Written exercise:
Rename "water droplet" to "dewdrop" throughout all of the items below, and leave every other word and number unchanged.

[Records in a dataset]
=======

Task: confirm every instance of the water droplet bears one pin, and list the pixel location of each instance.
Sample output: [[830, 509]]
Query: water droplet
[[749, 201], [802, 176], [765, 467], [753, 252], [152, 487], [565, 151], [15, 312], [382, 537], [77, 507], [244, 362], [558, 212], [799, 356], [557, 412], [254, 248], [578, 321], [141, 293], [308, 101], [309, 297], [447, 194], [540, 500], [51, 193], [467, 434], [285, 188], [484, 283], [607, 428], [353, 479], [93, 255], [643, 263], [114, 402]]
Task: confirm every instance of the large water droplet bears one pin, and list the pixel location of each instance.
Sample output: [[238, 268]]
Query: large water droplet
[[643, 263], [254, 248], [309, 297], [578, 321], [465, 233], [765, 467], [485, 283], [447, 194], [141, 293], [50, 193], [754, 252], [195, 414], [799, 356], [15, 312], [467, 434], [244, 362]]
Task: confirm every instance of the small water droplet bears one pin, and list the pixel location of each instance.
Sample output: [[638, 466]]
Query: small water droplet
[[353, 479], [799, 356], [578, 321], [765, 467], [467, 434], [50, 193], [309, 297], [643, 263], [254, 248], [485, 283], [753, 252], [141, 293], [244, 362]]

=======

Complete answer:
Task: confirm every instance of the dewdrop bears one pin, and list the pixel location of each instance.
Sample output: [[830, 509]]
Query: dewdrop
[[749, 201], [802, 176], [765, 467], [753, 252], [152, 487], [565, 151], [15, 312], [382, 537], [77, 507], [244, 362], [558, 212], [799, 356], [557, 412], [254, 248], [578, 321], [141, 293], [308, 101], [309, 297], [447, 194], [540, 500], [51, 193], [467, 434], [285, 188], [484, 283], [607, 428], [353, 479], [93, 255], [643, 263], [114, 402]]
Task: confirm every instance of the large dewdrop bears one pin, and list the pixel location of each instance.
Sample output: [[238, 268]]
Query: large dewdrop
[[643, 263], [254, 248], [309, 297], [578, 321], [465, 233], [765, 467], [485, 283], [447, 194], [141, 293], [50, 193], [754, 252], [195, 414], [799, 356], [15, 312], [467, 434], [244, 362]]
Task: confirm every instance of the small dewdrop bears one pin, and list the pixel location of each instance.
Sample output: [[638, 466]]
Query: small dewdrop
[[353, 479], [799, 356], [578, 321], [765, 467], [467, 434], [50, 193], [309, 297], [643, 263], [254, 248], [485, 283], [753, 252], [141, 293], [244, 362]]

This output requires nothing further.